-- Exercise prompt --
Filter the entries below down to the lines that hold "rocky".

#### Data shown ####

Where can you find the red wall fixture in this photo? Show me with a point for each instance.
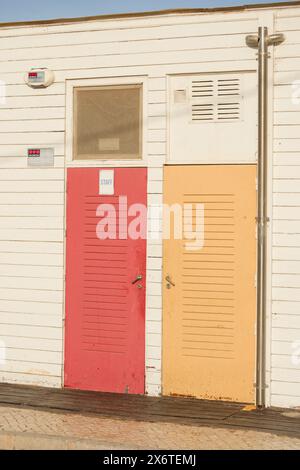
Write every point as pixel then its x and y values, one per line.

####
#### Data shown ####

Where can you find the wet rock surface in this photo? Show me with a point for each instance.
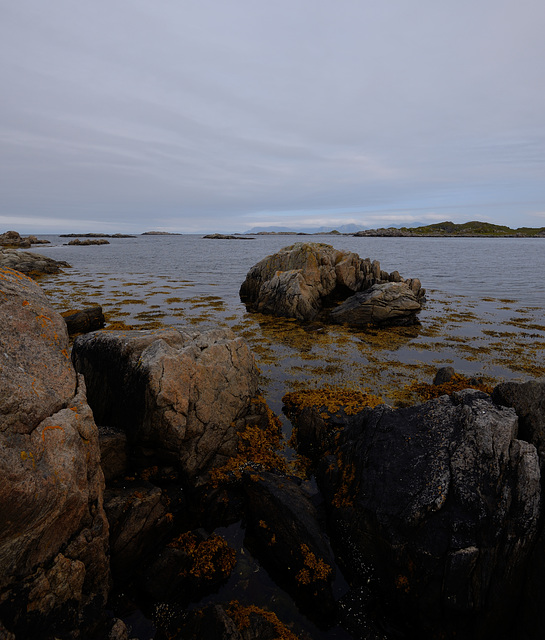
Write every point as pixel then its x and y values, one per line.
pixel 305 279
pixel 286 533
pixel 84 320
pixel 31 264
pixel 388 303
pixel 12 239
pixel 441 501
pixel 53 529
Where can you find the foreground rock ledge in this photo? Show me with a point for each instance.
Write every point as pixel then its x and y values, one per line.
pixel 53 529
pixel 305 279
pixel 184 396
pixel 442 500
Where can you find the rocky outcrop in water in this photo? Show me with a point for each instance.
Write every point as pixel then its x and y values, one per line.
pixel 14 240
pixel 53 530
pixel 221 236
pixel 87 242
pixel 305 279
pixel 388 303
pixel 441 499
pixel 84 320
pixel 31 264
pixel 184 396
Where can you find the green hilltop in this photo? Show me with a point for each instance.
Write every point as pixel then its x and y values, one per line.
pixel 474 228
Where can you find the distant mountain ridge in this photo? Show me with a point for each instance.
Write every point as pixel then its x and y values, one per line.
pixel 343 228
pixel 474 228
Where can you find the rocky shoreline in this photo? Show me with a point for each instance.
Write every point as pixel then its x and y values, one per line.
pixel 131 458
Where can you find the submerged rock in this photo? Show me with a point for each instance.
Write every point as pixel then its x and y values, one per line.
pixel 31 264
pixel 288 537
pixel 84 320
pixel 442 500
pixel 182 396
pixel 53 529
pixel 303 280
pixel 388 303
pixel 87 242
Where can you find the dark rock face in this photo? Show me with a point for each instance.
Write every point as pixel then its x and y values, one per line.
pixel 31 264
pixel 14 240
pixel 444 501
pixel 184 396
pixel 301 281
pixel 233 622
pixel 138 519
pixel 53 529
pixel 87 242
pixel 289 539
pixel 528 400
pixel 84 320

####
#### Data shown ####

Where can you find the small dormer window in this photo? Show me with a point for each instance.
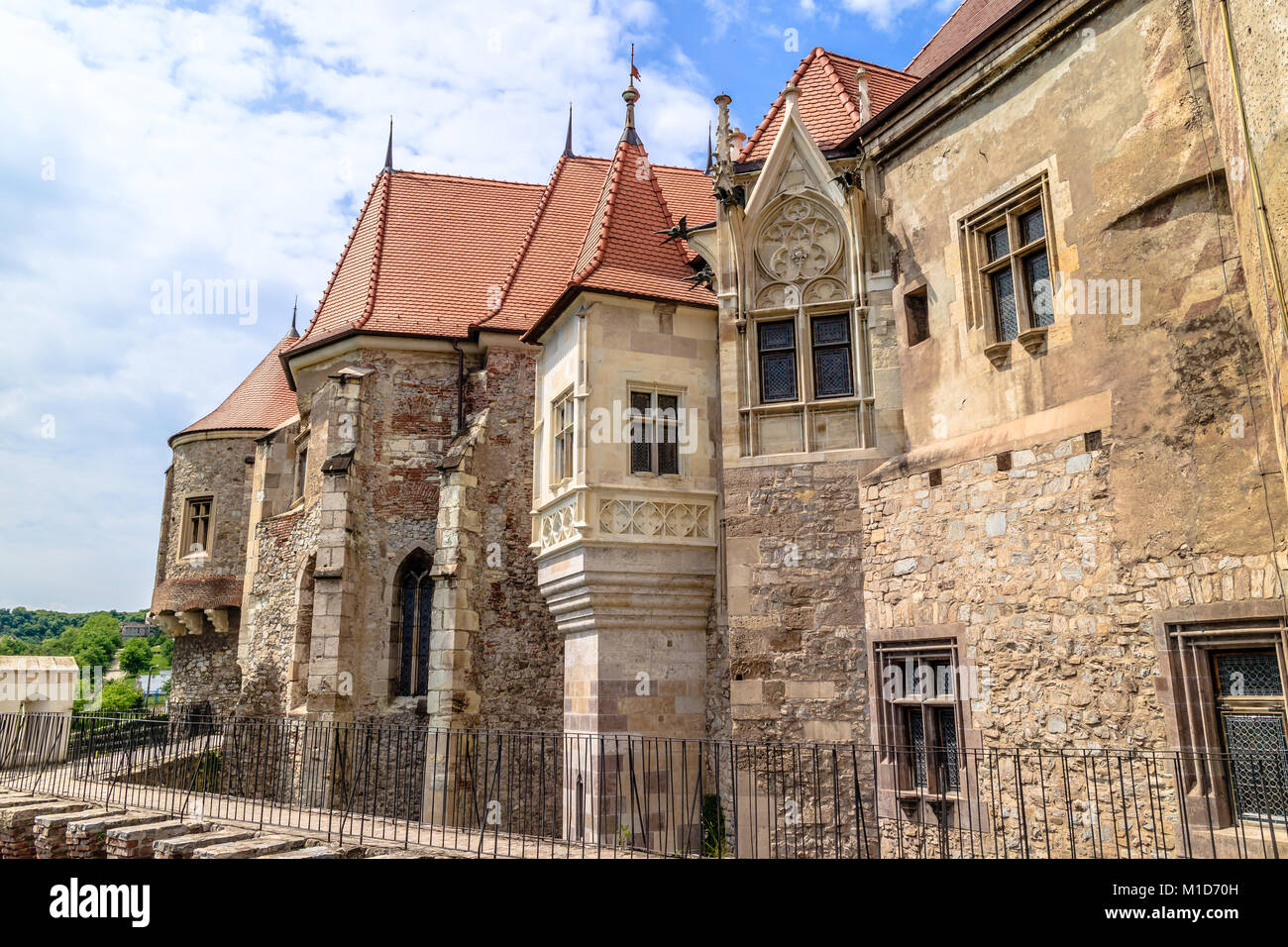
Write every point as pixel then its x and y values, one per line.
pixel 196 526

####

-- Problem solution --
Where can you find the rocky outcrop in water in this photo? Show me with a point for each instance.
Where can you find the rocky shoreline in this photo? Show me with a point for each instance.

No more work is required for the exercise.